*** Opening Records to process ***

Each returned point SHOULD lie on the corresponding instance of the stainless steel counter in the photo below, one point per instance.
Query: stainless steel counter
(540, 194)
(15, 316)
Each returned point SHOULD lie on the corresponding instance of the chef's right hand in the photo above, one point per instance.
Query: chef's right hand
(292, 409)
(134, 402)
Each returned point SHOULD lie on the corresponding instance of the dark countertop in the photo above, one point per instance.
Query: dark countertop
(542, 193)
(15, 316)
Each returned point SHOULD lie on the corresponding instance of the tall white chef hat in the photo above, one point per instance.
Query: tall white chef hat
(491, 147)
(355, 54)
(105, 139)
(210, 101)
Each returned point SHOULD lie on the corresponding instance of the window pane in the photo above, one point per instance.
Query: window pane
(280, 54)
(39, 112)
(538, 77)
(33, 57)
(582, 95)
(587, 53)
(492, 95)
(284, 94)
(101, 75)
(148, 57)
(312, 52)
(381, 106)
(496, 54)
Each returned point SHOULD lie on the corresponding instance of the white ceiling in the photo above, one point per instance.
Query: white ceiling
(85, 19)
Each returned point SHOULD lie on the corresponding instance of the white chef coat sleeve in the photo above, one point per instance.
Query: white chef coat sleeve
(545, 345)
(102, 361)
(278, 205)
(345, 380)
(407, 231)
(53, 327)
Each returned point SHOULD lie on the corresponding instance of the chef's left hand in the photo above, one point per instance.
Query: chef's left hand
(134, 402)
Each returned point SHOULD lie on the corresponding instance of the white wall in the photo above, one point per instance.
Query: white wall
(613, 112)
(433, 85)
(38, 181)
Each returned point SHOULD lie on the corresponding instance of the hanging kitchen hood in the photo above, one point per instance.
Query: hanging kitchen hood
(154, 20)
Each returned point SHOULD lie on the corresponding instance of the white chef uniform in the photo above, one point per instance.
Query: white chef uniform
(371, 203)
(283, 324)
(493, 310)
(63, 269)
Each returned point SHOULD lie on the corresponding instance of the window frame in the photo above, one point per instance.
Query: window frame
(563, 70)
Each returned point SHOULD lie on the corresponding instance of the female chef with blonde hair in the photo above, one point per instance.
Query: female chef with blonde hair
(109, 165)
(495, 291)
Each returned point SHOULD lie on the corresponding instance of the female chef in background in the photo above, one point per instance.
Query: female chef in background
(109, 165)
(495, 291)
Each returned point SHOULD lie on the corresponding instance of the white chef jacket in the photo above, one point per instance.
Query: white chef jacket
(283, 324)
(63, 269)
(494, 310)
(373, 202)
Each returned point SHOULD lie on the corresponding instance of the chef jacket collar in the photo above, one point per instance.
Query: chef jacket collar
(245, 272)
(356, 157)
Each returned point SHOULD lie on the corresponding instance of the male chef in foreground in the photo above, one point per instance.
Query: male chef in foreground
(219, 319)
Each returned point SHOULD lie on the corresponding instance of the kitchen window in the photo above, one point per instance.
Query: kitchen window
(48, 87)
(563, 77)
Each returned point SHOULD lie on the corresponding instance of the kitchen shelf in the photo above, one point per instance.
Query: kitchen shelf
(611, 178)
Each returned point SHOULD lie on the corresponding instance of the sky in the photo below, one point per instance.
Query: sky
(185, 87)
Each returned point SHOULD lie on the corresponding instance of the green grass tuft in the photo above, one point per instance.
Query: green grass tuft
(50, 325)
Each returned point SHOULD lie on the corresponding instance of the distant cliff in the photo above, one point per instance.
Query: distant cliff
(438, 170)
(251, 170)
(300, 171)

*** Closing Records to process ***

What to produce
Copy the records above exactly as written.

Response to the task
Each returned point SHOULD lie on the corresponding instance of the stainless steel counter in the photo below, one point per instance.
Query: stainless steel counter
(540, 194)
(15, 316)
Each returned point SHOULD lie on the corresponding instance of the chef's right hand in the photo above, one point per instance.
Query: chef's right hand
(292, 409)
(134, 402)
Each returned point SHOULD lie on the corresponding instance of the dark countertop in the photo above, one point per instance.
Query: dark countertop
(542, 193)
(15, 316)
Each returned point SHOULD lie on the corresponding instance of the tall white chef hat in the photo above, one point per instance.
Query: tall white chef hat
(491, 147)
(355, 54)
(105, 139)
(210, 101)
Each returned point SHOULD lie on the corresponding instance of the window pane in the photo above, one point per instance.
Query: window pane
(280, 54)
(39, 112)
(538, 77)
(33, 57)
(582, 95)
(587, 53)
(492, 95)
(284, 94)
(101, 75)
(148, 57)
(312, 52)
(381, 106)
(496, 54)
Each returned point SHOULD lie on the corresponding instance of the white ceiling in the photo above, one point per instance.
Query: white ceiling
(85, 19)
Each returned point SHOULD lie on the corresponding instance of the white chef coat sleeve in the photo above, one point per instance.
Query: white chef coat sleeve
(545, 345)
(102, 361)
(278, 205)
(345, 380)
(407, 231)
(53, 327)
Each returned point SHOULD lie on the corresponding instance of the chef's left hand in the photo above, one point per instance.
Query: chef's left hand
(134, 402)
Each returned point SHOULD lie on the corresponding instance of the white wall in the photo above, one point per instance.
Query: white wall
(613, 112)
(433, 85)
(38, 181)
Each returned point SHOULD lie on the corresponding instance of the hanging kitchen hood in the photo above, one point per instance.
Query: hanging kitchen hood
(154, 20)
Each returned point SHOULD lie on the corresponding instance of the white chef uniform in the photo above, one point per instance.
Query: white chef uniform
(371, 203)
(283, 324)
(493, 310)
(63, 269)
Each returned point SHOULD lie on the corresponding instance of the window frame in the photo above, one point per instance.
Query: window frame
(563, 70)
Each returned point SHOULD lie on the corresponding instance of the female chef with blonde hair in the photo above, one point per instance.
Query: female chef with blonde hair
(109, 165)
(495, 291)
Each returned point SHOULD lie on the corresponding instance of the female chef in background in the photo above, one point per instance.
Query: female chef in background
(109, 165)
(495, 291)
Each returned point SHOULD lie on the corresponding instance of the white chef jacket in the photo above, one point per instance.
Query: white chef jacket
(283, 324)
(63, 269)
(494, 310)
(373, 202)
Each returned point SHOULD lie on the corresponding instance of the chef jacket collar in the photo above, one point per instance.
Query: chef jacket collar
(245, 272)
(356, 157)
Each returned point SHOULD lie on the corresponding instance of the male chef in foreground in the photo above, one point per instance.
Query: male chef in foreground
(219, 319)
Each returned point SHOULD lie on the corresponding instance of the kitchen window in the photo above, one point per instance.
Query: kitchen window
(48, 87)
(563, 77)
Each returned point SHOULD lie on the corresponding instance of the kitchen shelf in the photo above, one point per instance.
Query: kitchen shelf
(611, 178)
Each returned point SHOULD lie on the corresponding instance of the sky in the photo below, one point per instance.
Query: sky
(185, 87)
Each returned point SHOULD lie on the corresponding instance of the green grass tuft in the photo above, one point per instance.
Query: green grass tuft
(50, 325)
Each returned point SHOULD lie on the corresponding instance of the distant cliff in the photo above, one point per instance.
Query: distant cliff
(438, 170)
(251, 170)
(300, 171)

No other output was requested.